● Requirements: Format the lines as a numbered list, leaving out any blank lines. Include only the lines from the one containing "of the stack" through the one containing "<point>549,165</point>", inclusive.

Coordinate annotation entries:
----

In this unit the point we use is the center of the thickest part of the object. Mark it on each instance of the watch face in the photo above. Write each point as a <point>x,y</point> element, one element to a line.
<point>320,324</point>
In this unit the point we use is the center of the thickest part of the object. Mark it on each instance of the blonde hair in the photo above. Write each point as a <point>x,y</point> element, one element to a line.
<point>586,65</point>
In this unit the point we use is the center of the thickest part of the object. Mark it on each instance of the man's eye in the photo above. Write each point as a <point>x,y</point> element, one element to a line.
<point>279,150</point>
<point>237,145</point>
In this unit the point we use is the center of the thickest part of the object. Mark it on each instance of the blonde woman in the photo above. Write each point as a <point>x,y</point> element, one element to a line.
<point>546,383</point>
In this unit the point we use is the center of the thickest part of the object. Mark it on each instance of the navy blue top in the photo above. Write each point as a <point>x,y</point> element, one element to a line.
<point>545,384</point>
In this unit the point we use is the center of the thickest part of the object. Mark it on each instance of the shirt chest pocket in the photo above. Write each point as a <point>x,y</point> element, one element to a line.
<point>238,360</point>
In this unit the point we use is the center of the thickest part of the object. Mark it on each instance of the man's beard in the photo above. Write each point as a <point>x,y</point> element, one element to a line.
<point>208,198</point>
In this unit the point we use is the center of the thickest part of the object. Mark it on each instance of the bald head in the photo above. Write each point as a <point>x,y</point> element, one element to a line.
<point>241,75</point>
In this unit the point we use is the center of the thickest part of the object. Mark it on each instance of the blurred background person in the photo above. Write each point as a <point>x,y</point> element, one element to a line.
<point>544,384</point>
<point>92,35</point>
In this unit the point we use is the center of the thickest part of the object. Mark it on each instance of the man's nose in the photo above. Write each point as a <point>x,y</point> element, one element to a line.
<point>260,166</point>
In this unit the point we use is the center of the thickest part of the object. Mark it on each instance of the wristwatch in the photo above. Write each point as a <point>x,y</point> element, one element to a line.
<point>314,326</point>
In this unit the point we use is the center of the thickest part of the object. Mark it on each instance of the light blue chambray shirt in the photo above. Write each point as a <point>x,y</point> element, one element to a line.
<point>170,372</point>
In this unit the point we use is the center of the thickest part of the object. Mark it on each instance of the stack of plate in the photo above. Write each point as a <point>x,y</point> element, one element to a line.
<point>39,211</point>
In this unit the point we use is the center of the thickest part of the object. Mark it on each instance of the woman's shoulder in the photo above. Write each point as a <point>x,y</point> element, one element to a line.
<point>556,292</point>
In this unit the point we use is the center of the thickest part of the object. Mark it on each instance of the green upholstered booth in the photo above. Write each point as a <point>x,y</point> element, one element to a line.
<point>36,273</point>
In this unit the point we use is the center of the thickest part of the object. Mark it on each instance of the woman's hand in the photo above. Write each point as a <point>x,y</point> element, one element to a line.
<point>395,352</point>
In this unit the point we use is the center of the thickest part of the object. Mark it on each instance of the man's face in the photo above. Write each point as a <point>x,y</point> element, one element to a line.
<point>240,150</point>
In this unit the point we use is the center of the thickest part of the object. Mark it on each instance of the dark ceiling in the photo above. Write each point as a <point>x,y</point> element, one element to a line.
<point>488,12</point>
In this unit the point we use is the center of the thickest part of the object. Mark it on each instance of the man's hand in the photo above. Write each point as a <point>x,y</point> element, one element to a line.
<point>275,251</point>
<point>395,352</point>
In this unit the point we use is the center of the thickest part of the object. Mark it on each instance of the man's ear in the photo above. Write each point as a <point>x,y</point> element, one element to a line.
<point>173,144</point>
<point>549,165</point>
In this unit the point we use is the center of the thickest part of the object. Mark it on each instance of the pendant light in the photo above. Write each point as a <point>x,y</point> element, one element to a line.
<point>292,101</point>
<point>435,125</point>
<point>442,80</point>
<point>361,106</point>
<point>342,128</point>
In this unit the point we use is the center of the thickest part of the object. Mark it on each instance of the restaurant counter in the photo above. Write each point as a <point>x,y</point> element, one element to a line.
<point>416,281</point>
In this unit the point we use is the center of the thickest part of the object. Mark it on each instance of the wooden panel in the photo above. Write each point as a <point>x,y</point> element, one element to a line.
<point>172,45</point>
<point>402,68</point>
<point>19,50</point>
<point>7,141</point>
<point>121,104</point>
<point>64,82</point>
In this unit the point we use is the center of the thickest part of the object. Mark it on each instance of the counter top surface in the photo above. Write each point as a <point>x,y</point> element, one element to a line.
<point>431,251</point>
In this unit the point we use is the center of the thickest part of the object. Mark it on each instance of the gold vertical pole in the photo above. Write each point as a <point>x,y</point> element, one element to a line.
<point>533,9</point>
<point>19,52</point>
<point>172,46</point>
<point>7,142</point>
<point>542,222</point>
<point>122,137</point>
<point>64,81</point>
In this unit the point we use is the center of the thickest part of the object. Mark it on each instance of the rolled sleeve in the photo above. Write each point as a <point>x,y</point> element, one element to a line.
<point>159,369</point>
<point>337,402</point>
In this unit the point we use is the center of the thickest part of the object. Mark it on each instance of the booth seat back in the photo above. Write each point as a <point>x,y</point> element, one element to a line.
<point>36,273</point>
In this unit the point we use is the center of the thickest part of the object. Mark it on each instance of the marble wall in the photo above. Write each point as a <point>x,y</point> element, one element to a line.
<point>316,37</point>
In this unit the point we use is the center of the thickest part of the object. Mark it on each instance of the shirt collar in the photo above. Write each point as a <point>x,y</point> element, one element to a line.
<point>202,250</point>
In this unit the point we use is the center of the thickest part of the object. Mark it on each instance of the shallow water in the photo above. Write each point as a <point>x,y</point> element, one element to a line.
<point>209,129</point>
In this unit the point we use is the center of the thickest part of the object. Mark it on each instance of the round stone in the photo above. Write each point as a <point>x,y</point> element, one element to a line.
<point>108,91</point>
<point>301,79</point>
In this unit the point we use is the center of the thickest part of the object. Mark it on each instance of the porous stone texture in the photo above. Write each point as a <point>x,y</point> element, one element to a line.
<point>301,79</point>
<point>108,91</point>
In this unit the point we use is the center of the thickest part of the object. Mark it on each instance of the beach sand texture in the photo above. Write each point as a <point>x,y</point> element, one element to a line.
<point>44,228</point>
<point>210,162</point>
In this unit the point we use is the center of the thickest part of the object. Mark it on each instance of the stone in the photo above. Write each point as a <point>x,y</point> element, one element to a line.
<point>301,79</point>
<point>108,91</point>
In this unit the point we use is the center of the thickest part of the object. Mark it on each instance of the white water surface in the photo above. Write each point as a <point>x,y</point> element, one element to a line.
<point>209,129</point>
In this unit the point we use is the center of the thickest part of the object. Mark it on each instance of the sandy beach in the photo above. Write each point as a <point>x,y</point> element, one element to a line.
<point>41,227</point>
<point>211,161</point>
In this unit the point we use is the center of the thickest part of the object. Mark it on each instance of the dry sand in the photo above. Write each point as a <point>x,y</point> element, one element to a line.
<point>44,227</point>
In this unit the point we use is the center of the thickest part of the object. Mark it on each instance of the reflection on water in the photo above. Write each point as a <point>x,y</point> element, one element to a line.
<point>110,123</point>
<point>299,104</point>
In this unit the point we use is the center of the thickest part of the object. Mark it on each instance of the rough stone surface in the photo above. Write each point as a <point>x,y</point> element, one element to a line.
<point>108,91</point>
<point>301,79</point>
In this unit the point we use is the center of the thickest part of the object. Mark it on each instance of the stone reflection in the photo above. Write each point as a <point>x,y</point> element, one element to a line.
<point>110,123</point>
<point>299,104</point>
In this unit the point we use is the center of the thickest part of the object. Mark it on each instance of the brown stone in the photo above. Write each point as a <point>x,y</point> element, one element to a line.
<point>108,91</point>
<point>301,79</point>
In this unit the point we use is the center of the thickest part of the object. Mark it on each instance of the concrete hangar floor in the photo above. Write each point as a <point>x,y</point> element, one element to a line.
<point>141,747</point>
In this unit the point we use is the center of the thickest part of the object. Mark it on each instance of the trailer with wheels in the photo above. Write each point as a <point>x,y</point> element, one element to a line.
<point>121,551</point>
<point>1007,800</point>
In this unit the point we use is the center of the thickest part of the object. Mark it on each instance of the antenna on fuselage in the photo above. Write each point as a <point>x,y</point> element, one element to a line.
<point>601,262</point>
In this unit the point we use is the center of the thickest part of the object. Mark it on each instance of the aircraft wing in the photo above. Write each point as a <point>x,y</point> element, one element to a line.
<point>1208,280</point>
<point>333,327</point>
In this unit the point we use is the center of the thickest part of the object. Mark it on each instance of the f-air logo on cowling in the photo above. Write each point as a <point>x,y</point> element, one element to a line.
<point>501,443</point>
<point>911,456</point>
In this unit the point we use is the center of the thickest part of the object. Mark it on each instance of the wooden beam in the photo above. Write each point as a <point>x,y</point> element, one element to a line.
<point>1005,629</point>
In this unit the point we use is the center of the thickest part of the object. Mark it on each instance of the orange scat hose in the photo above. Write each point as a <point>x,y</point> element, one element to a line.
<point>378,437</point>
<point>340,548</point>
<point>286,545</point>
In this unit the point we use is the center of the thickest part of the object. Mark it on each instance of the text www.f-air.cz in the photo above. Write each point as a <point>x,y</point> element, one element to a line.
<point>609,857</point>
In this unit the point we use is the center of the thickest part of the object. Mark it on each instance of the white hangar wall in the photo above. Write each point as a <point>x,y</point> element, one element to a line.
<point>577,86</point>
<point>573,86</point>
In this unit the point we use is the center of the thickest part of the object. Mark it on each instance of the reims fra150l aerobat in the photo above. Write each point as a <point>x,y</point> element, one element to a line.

----

● Solution for this problem:
1. In this unit the point we use is the center of the thickest part of the object. Mark it on each instance of the stack of plate in the photo above. Write each point as a <point>x,y</point> element, one element to a line.
2. <point>39,211</point>
3. In this unit the point we use is the center of the thickest part of the object. Mark it on each instance of the woman's shoulder in the photo above. Write each point as a <point>x,y</point> element, one element to a line.
4. <point>556,292</point>
5. In this unit the point we use is the center of the thickest part of the object. Mark it on each instance of the green upholstered booth in the photo above. Write each point as a <point>x,y</point> element, one element to a line.
6. <point>36,273</point>
7. In this unit the point we use is the center of the thickest part of the object. Mark it on each instance of the woman's hand in the photo above. Write each point as a <point>x,y</point> element, one element to a line.
8. <point>395,352</point>
9. In this unit the point we use is the center of the thickest part of the object. Mark it on each instance of the man's face in the photo above. Write each point as a <point>x,y</point> element, one element to a line.
10. <point>240,150</point>
11. In this unit the point we use is the center of the thickest part of the object. Mark it on each instance of the dark ceiling in the photo above. Write each point as a <point>x,y</point> element, one element to a line.
12. <point>488,12</point>
13. In this unit the point we use is the center of the thickest part of the object. Mark it on each instance of the man's hand in the photo above. Write each point as a <point>x,y</point> element, one element to a line.
14. <point>275,251</point>
15. <point>395,352</point>
16. In this unit the point we use is the center of the thickest part of the object. Mark it on each instance of the man's ear in the photo above. Write each point as a <point>x,y</point> element, one element to a line.
17. <point>173,144</point>
18. <point>549,165</point>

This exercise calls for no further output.